Dziękując, że chcieliście tutaj zajrzeć proszę o cierpliwość i wyrozumiałość w przeglądaniu moich wytworów.
Mam lat ...(hm, łeb już trochę siwy), modele sklejam od...(no już ładnych parę lat), a może trochę inaczej:
- pierwsze ryte linie i samodzielnie wykonane pasy pilota z taśmy magnetofonowej

- pierwsza otwarta komora silnikowa

- pierwsze wychylone stery

- pierwsze malowanie aerografem

- pierwszy metalizer, maszynka polerska wypolerowała farbę do plastiku

- pierwszy i jak na razie ostatni taki "brudzing", bardzo intuicyjny, bardzo niezadowalający, który spie... taki fajny modelik

- pierwszy "czort run" w którym krawędź spływu po przeliczeniu wyszła by 7 cm

- pierwszy model żywiczny

Obecnie najstarszy model jaki posiadam to

szacuję, że powstał ok. 1992 roku, to jest kiedy jak to się mówi "poszedłem na swoje". Wcześniejsze z początku zabawy,
przygody, hobby, choroby, pasji (właściwe podkreślić) z lat 80-tych były skrzętnie "hangarowane" u Rodziców na strychu, do czasu kiedy siostrzeniec pozazdrościł admirałowi Onishi i sformował z nich jednostkę kamikadze.
Nogi się pode mną ugięły, serce załomotało, łezka w oku zakręciła, ale stwierdzeniem "wujek nie chciały latać" rozbroił
mnie zupełnie. TENNO HEIKA BANZAI !!!
Generalnie kleję modele prosto z pudełka, chociaż odkąd nakupiłem różnych blaszek, żywic i vacu kabinek zaczynam uczyć się to wykorzystywać w praktyce

te "świnki trzy" kosztowały mnie najwięcej zdrowia (psychicznego) i czasu.
To samo dotyczy się "brudzenia", preferuję czyste, prawie prosto z fabryki wykończone modele

Mam swoją "pszenno-buraczaną" filozofię w tym względzie, ale powoli zaczynam zapuszczać linie i wykonywać delikatne okopcenia i ślady eksploatacji.

------

▶ WYMAGANIA ZADAŃ
[1] Powtórz dokładnie fragment powyższego tekstu o sklejaniu modeli od „Obecnie najstarszy model” do „nich jednostkę kamikadze.”.
[2] Kontynuuj, proszę, tekst o sklejaniu modeli, zaczynając zaraz po jego ostatnim zdaniu.

▶ POZYCJE DANYCH
------

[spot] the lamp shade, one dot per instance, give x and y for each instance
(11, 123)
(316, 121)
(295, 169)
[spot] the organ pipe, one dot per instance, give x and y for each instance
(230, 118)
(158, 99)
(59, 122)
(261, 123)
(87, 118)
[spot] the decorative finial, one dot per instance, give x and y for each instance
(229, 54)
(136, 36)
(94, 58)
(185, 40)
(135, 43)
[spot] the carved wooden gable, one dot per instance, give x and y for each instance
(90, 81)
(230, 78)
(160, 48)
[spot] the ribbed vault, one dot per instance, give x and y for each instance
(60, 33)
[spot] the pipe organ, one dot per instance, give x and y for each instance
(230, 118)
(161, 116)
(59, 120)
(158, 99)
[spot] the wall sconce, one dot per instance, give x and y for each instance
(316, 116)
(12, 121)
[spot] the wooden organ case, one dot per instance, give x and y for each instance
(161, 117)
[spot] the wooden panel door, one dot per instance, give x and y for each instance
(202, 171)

------

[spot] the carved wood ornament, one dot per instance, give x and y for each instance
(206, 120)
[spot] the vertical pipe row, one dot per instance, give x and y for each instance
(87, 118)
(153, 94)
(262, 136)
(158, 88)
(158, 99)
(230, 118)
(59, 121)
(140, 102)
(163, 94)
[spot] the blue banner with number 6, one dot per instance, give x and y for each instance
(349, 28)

------

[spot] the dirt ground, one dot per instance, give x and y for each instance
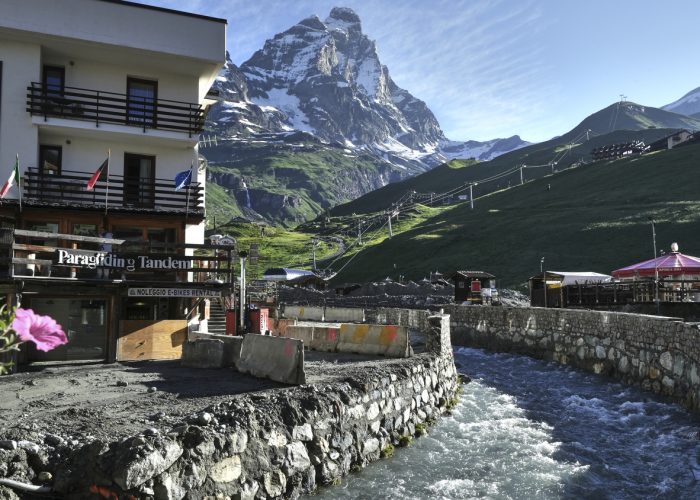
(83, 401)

------

▶ WYNIKI ZADAŃ
[1]
Obecnie najstarszy model jaki posiadam to

szacuję, że powstał ok. 1992 roku, to jest kiedy jak to się mówi "poszedłem na swoje". Wcześniejsze z początku zabawy,
przygody, hobby, choroby, pasji (właściwe podkreślić) z lat 80-tych były skrzętnie "hangarowane" u Rodziców na strychu, do czasu kiedy siostrzeniec pozazdrościł admirałowi Onishi i sformował z nich jednostkę kamikadze.

[2]
Tematem mojej Pasji jest lotnictwo w zasadzie II-o wojenne, z małymi wyjątkami tj. ze względu na różnorodność sprzętu
i kamuflażu okres wojny domowej w Hiszpanii





oraz na rozległość typów, użytkowników i malowań Spitfire, którego w tej prezentacji w zasadzie nie będzie. Przedstawiam
tylko pierwszego i ostatniego w malowaniu "what if"

Z tego tak rozległego tematu i całej masy różnorodnych samolotów wyznaczam sobie projekty, które w miarę możliwości
a zwłaszcza chęci i czasu uzupełniam:
- sprzęt używany przez jednego pilota, tutaj Gładycha

- "zanim zostali Orłami"

- "Latający Holendrzy"

- samoloty zdobyczne

- operacje np. "Marita"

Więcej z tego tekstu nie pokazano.